Task to complete:
Retype the lines character for character, beginning with the first line and stopping after the line that contains "[(41, 103), (141, 96)]". Leave the pictures out.

## Begin Records for the exercise

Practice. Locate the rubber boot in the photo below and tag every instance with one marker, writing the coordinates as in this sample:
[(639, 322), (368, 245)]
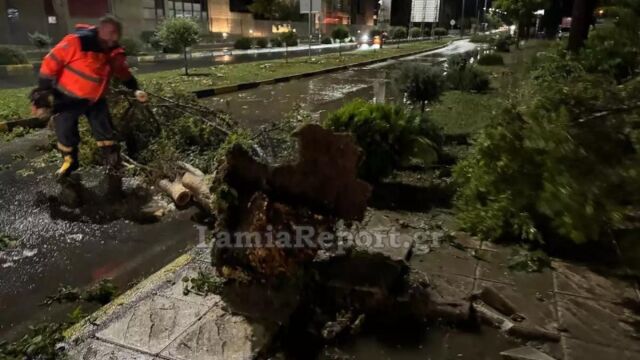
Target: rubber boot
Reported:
[(111, 158), (70, 163)]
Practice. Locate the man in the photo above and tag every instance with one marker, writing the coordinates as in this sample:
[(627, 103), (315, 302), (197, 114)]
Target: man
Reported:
[(75, 76)]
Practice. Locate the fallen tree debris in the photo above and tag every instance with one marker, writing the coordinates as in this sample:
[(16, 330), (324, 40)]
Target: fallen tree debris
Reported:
[(180, 195)]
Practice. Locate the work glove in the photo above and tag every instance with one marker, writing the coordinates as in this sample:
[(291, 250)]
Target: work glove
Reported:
[(41, 103), (141, 96)]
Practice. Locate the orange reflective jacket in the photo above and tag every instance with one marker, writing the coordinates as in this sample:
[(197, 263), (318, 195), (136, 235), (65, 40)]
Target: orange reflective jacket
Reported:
[(80, 68)]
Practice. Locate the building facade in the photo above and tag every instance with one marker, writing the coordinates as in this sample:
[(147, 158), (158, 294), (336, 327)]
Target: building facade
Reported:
[(226, 17)]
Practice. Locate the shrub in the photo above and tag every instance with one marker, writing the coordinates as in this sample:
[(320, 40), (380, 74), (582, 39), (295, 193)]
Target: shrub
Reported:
[(157, 45), (420, 83), (440, 32), (613, 49), (146, 36), (491, 59), (389, 137), (262, 42), (131, 46), (276, 42), (243, 43), (11, 56), (179, 34), (289, 38), (40, 41)]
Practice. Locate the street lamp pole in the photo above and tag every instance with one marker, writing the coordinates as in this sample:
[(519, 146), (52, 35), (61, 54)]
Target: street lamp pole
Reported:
[(310, 11)]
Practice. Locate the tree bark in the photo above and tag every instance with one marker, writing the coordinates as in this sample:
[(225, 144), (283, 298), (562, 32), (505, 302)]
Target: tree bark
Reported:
[(581, 19)]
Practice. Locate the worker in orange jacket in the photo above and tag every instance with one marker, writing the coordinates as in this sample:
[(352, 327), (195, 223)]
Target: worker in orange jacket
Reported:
[(74, 78)]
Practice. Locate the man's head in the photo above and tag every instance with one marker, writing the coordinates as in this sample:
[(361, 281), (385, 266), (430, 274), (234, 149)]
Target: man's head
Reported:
[(109, 31)]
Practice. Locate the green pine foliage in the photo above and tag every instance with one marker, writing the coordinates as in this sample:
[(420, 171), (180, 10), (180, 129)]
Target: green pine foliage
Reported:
[(390, 137)]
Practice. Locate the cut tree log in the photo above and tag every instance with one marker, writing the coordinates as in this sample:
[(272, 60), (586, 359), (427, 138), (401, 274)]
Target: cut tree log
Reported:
[(180, 195)]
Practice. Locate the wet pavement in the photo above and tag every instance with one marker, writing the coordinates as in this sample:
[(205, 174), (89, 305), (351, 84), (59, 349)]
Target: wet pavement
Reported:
[(105, 238), (229, 56), (322, 94), (566, 311)]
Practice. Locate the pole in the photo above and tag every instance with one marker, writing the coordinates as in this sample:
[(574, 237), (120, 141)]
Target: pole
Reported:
[(462, 20), (424, 18), (484, 13), (478, 15), (436, 17)]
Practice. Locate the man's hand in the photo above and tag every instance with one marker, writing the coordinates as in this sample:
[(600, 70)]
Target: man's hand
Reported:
[(142, 96)]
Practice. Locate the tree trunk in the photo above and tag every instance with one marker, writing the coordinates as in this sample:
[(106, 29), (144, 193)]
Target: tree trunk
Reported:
[(186, 63), (581, 19)]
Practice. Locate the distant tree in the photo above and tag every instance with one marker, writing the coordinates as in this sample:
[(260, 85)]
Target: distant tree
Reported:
[(521, 12), (263, 8), (440, 32), (420, 83), (276, 9), (179, 33), (40, 41), (340, 33)]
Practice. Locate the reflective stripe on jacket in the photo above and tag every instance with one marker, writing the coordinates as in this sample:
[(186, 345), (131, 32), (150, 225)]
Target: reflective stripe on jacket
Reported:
[(80, 68)]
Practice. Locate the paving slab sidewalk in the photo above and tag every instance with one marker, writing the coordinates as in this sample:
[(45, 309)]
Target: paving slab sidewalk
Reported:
[(156, 320)]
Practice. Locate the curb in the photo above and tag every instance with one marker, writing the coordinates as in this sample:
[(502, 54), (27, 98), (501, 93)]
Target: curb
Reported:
[(16, 70), (209, 92), (204, 54), (25, 123)]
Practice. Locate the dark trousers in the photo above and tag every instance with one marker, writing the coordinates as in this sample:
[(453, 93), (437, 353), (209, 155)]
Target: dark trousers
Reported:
[(67, 113)]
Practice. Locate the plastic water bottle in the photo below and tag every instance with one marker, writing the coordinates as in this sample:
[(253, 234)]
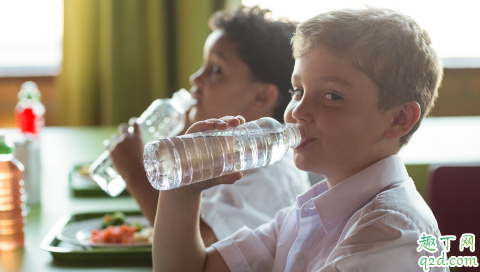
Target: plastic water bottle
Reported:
[(163, 118), (183, 160), (12, 217), (29, 110)]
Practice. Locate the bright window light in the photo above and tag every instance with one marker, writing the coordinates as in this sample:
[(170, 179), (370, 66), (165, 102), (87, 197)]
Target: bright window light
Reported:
[(30, 37), (453, 25)]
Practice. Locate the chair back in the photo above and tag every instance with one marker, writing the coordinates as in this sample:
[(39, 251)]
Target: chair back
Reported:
[(454, 197)]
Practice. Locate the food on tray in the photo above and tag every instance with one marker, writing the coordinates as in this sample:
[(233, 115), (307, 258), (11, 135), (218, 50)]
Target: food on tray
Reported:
[(115, 219), (115, 229), (114, 234)]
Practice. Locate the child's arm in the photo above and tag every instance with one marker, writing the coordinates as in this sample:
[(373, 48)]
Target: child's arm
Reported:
[(177, 244)]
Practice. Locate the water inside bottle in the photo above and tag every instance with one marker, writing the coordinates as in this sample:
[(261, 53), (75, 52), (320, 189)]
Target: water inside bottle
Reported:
[(161, 119), (179, 161)]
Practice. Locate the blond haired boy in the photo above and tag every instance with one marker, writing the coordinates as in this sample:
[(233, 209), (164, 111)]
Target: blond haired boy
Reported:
[(363, 81)]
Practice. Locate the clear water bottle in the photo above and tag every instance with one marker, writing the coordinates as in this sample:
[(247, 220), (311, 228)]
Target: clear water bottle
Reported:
[(183, 160), (163, 118), (29, 110), (12, 217)]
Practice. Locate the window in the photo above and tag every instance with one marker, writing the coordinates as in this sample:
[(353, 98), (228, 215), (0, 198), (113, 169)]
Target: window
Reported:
[(30, 37), (453, 25)]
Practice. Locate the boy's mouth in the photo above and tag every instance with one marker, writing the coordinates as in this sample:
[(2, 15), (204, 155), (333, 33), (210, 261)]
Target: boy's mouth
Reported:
[(196, 95), (305, 139)]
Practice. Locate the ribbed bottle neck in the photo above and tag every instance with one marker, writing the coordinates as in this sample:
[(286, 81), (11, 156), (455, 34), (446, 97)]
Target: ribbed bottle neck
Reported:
[(293, 134)]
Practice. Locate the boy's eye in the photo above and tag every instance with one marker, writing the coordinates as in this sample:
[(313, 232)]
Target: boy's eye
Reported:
[(332, 96), (296, 93), (216, 69)]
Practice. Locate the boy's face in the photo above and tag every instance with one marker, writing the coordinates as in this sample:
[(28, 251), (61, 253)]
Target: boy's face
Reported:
[(223, 85), (337, 105)]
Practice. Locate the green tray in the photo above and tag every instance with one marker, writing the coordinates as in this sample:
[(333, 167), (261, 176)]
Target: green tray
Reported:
[(63, 252), (83, 186)]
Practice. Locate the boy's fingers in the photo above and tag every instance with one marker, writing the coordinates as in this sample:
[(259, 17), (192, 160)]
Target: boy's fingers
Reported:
[(132, 121), (207, 125), (207, 184), (234, 121), (123, 128)]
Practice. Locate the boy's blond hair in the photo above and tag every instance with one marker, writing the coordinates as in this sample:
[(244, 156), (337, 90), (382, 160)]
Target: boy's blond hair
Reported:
[(388, 46)]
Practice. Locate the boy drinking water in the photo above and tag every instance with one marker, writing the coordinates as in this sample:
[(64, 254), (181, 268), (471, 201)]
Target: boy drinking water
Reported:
[(363, 81)]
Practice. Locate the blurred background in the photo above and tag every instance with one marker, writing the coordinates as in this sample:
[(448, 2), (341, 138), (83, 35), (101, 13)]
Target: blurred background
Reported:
[(99, 62)]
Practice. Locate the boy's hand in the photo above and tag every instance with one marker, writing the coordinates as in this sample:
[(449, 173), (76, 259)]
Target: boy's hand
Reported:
[(219, 124), (126, 151)]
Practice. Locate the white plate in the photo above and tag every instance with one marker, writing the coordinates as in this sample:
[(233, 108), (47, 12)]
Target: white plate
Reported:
[(80, 232)]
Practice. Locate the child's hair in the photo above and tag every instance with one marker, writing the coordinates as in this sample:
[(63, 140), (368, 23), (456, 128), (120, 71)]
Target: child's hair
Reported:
[(388, 46), (264, 45)]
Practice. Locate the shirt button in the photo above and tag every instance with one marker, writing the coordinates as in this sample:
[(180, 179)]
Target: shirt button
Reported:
[(299, 257)]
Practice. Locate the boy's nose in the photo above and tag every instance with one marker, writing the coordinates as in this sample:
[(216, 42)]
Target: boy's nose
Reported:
[(302, 111)]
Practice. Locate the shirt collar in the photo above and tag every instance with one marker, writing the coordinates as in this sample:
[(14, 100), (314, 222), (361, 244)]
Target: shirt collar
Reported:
[(339, 202)]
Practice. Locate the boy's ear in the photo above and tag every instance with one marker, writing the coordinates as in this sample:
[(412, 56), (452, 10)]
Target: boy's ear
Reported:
[(265, 97), (404, 118)]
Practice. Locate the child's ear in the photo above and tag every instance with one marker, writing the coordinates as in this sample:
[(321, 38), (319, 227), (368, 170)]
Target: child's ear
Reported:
[(265, 97), (404, 118)]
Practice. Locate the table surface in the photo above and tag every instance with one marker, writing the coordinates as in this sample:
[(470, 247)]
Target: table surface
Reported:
[(438, 140)]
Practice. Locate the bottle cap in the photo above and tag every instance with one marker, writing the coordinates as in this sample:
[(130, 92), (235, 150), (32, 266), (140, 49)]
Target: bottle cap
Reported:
[(6, 146), (29, 90), (184, 99)]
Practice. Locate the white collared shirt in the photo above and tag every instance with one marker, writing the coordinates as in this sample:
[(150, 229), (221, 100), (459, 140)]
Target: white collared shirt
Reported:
[(254, 199), (369, 222)]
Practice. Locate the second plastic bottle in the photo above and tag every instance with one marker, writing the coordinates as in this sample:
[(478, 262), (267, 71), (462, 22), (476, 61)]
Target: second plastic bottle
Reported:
[(164, 118), (179, 161)]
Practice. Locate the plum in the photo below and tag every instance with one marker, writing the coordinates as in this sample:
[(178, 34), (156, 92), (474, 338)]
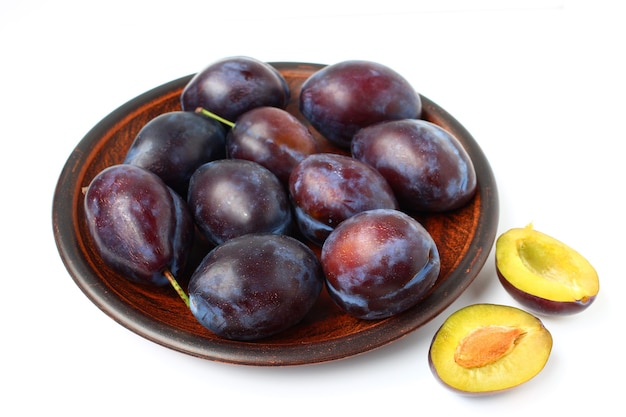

## End Records for the exercise

Correct answer:
Practice. Locate the rubber boot in the photo below and tag every instance with one marker, writing the coordinates as in this sample:
[(639, 322), (368, 245)]
Target: rubber boot
Reported:
[(111, 158), (70, 163)]
Practice. Locate the man in the photo above and tag every instance with one marker, writing the coordinates as in this sample:
[(627, 103), (315, 302), (197, 114)]
Target: man
Reported:
[(75, 76)]
Practice. Locate the fallen tree debris in the photo above and tag every instance with one marker, writing the coordinates as in this sample:
[(16, 330), (324, 40)]
Target: fallen tree debris
Reported:
[(180, 195)]
Practice. Locate the work glove in the photo above and tag every instance with one marker, writing the coordinates as in this sample:
[(291, 250)]
Target: work glove
Reported:
[(41, 103), (141, 96)]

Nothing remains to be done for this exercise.